[Provided text]
Compilation album by Waylon Jennings
- Released: October 7, 2016
- Recorded: July 13, 1970
- Studio: Music City Recorders (Nashville)
- Genre: Country;
- Length: 46:32
- Label: Country Rewind Records
- Producers: Scotty Moore Robby Turner;

Waylon Jennings chronology
| Live 55 (2015) | The Lost Nashville Sessions (2016) | New Stuff (2017) |

= The Lost Nashville Sessions =

The Lost Nashville Sessions is a posthumous album by American country music singer Waylon Jennings, released on Country Rewind Records, on October 7, 2016.

==Background==
===Recording===
The album was recorded in one day on July 13, 1970 at Music City Recorders, initially to be played on military radio in Vietnam during the Vietnam War in the early-1970s.

===Release===
Robby Turner, who found and remastered the album, would release the album through Country Rewind Records on October 7, 2016 with the permission of Jessi Colter and Shooter Jennings.

Location identification entries:

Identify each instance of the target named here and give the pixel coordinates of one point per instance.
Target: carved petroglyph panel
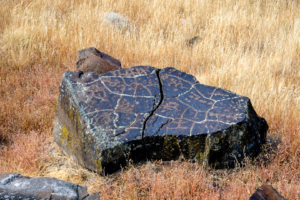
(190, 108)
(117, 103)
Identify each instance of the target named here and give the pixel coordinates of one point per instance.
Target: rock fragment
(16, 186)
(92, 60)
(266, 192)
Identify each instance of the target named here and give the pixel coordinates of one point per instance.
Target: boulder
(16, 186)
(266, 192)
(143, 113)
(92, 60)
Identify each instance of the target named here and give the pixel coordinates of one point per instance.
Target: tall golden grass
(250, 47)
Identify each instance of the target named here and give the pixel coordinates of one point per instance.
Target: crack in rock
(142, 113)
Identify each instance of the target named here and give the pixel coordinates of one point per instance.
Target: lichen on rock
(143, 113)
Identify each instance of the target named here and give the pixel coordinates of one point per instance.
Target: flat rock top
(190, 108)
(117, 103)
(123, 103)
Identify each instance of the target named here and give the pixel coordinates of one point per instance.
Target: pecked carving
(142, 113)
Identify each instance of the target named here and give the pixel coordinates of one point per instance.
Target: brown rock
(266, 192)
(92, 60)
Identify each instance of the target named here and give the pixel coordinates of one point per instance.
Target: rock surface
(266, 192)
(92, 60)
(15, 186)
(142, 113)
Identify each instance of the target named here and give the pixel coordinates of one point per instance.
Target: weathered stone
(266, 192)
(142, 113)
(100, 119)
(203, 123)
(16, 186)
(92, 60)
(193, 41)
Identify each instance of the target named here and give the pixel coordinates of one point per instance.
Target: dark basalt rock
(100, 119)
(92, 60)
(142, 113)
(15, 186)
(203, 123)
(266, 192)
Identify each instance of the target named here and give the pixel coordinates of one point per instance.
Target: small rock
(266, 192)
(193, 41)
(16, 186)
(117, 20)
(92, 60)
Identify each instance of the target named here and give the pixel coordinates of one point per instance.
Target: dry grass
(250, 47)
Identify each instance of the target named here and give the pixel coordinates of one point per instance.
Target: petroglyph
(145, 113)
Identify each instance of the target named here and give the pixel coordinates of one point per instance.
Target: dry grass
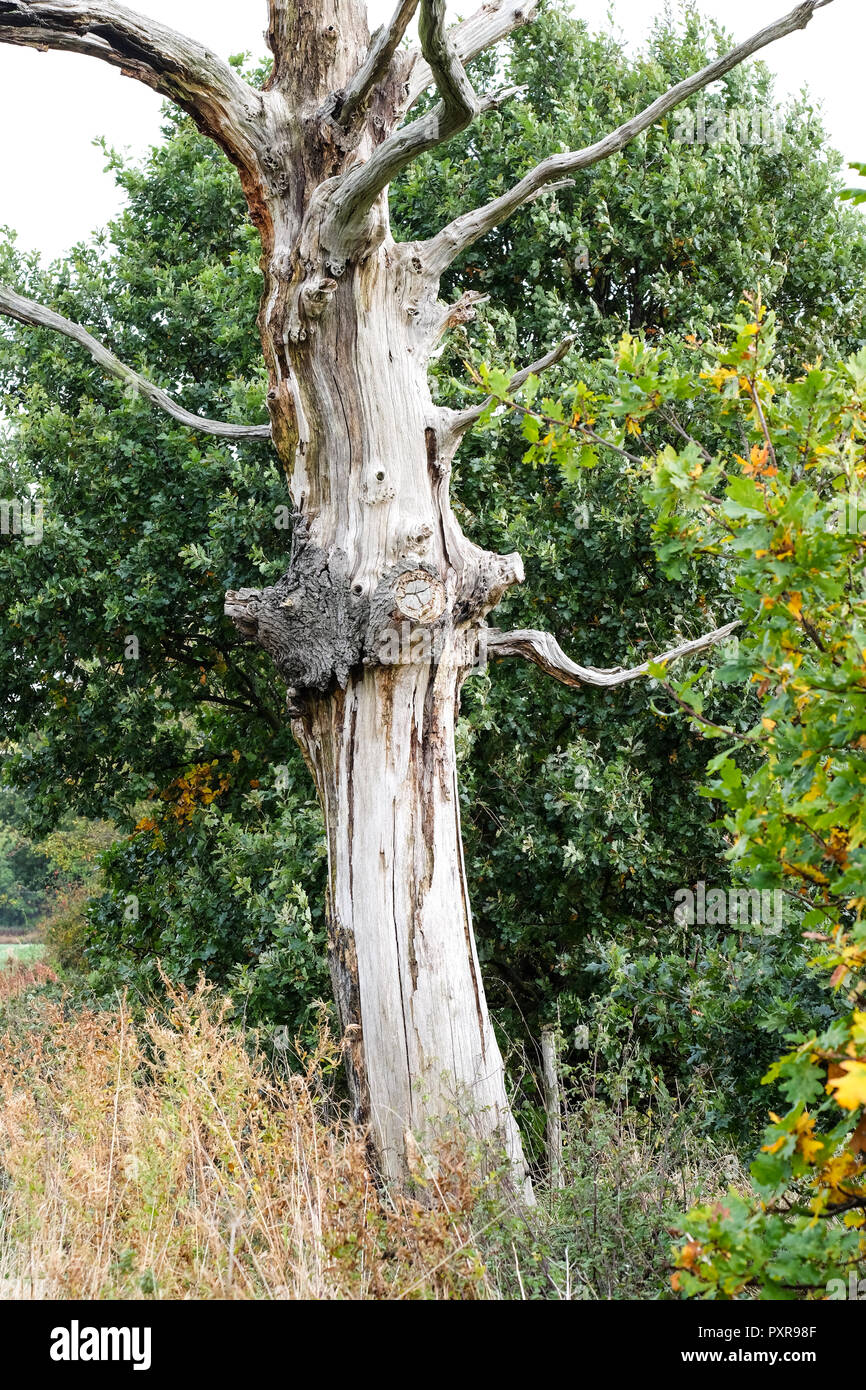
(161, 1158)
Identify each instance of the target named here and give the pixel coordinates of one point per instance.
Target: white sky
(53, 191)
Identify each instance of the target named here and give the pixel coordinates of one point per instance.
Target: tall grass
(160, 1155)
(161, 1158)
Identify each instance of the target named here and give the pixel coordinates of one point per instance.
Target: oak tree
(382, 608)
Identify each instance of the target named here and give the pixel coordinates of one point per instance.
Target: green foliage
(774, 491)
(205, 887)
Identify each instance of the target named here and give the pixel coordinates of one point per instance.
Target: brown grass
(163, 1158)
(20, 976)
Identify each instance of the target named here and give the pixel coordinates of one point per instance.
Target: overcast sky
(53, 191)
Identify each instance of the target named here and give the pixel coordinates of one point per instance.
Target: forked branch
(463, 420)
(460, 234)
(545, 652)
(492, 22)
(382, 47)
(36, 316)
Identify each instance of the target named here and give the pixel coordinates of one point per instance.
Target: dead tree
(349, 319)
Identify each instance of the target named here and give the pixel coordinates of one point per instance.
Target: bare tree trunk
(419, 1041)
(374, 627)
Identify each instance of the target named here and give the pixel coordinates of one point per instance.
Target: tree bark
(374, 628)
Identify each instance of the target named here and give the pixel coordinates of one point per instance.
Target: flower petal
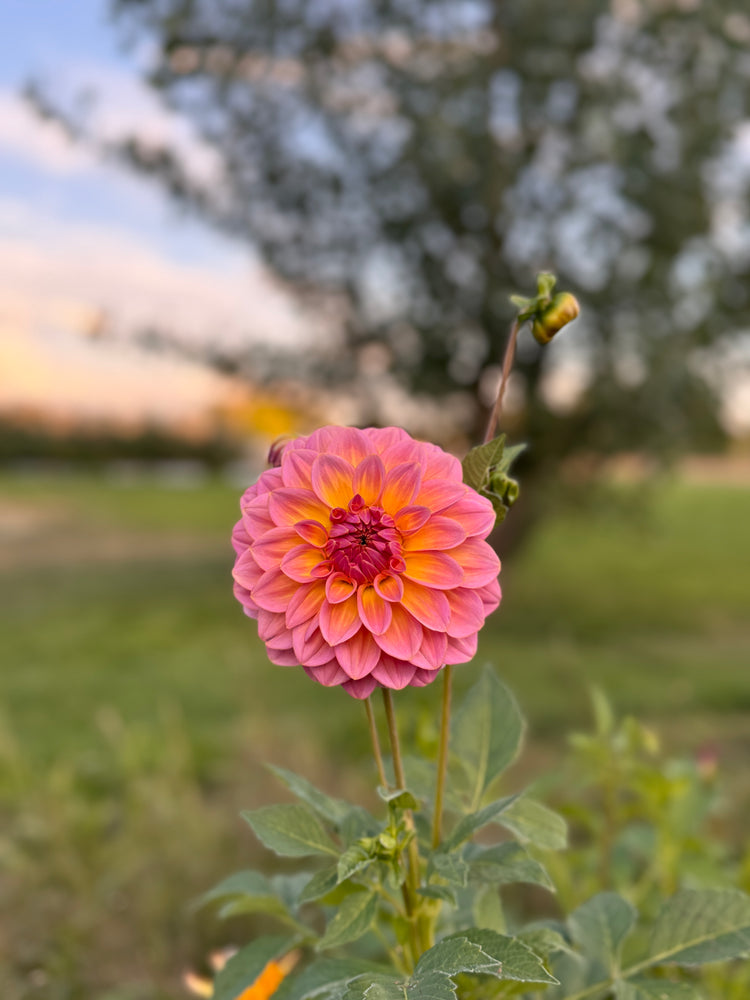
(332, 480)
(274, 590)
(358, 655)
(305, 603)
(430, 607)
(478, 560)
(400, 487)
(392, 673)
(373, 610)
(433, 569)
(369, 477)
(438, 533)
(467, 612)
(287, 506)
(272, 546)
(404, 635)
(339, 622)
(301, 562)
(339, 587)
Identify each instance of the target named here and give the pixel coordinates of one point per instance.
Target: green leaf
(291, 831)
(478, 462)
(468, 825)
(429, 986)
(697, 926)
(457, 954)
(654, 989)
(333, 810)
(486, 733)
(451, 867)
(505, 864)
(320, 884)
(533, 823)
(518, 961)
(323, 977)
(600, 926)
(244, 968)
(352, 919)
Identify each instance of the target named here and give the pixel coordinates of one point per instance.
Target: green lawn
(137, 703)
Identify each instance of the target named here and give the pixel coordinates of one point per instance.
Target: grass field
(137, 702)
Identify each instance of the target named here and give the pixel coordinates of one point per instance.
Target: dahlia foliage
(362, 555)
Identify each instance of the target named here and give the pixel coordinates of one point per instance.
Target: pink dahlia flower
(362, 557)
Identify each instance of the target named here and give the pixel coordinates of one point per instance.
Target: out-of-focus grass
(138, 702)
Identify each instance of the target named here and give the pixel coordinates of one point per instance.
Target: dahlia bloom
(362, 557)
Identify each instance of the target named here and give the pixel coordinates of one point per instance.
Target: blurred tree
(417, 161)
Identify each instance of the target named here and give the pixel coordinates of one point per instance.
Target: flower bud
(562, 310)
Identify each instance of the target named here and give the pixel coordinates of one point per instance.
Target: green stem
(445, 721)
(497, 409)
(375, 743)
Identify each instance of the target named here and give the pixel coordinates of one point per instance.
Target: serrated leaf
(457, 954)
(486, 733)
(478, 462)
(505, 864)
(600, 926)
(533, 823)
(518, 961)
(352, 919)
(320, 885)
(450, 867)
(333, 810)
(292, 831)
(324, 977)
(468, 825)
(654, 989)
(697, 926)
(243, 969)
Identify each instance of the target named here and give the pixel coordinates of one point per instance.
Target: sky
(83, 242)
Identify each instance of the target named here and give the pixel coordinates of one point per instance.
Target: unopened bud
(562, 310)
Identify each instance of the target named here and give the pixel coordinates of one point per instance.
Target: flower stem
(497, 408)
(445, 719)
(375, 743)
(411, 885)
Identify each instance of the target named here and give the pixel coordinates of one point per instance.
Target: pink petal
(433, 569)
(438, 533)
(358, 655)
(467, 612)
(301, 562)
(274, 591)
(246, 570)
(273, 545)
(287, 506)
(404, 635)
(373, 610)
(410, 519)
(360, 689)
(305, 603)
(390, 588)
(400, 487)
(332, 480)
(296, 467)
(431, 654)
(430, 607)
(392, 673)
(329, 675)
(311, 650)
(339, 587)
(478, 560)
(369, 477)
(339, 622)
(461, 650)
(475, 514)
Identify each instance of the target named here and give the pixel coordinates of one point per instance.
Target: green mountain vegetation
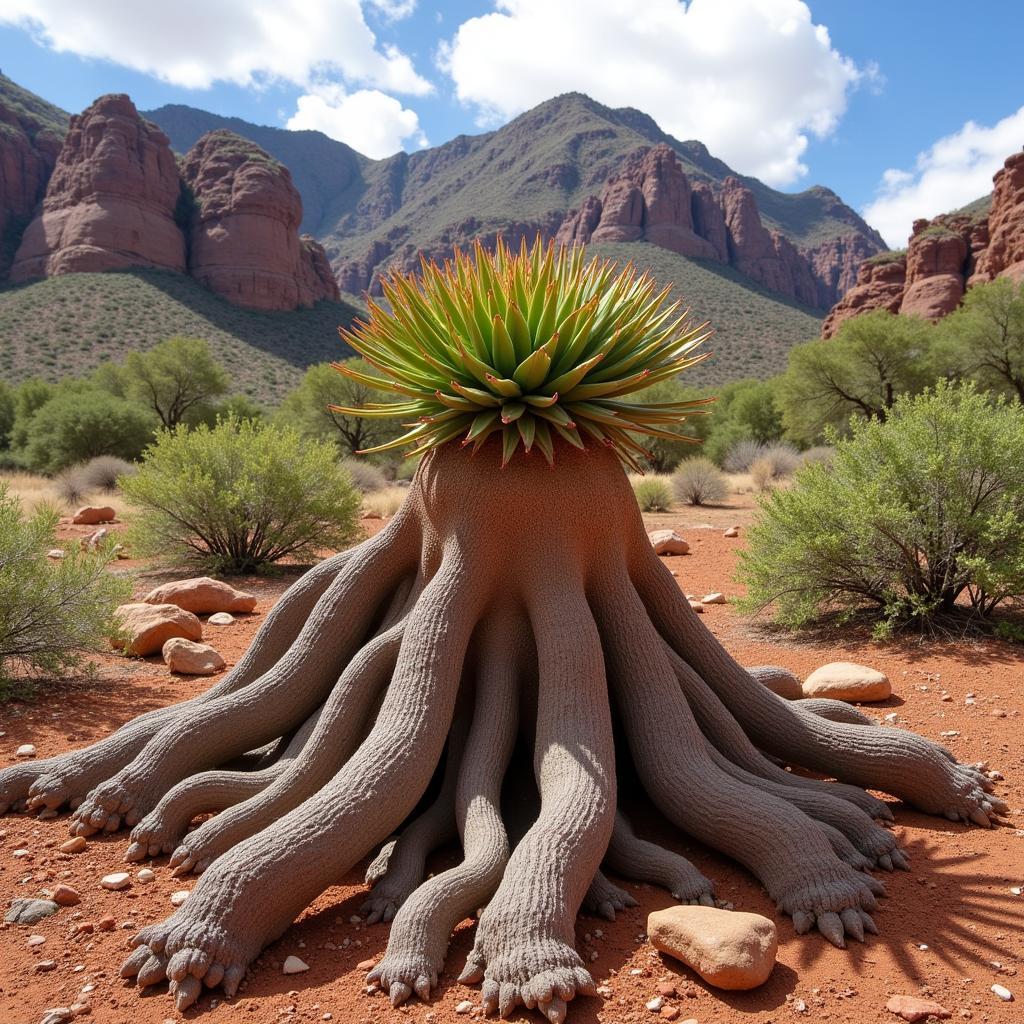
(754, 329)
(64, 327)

[Requirements] List every person named in the album article. The rows have no connection to the album article.

[Solution to this exercise] Waylon Jennings, Scotty Moore, Robby Turner, Jessi Colter, Shooter Jennings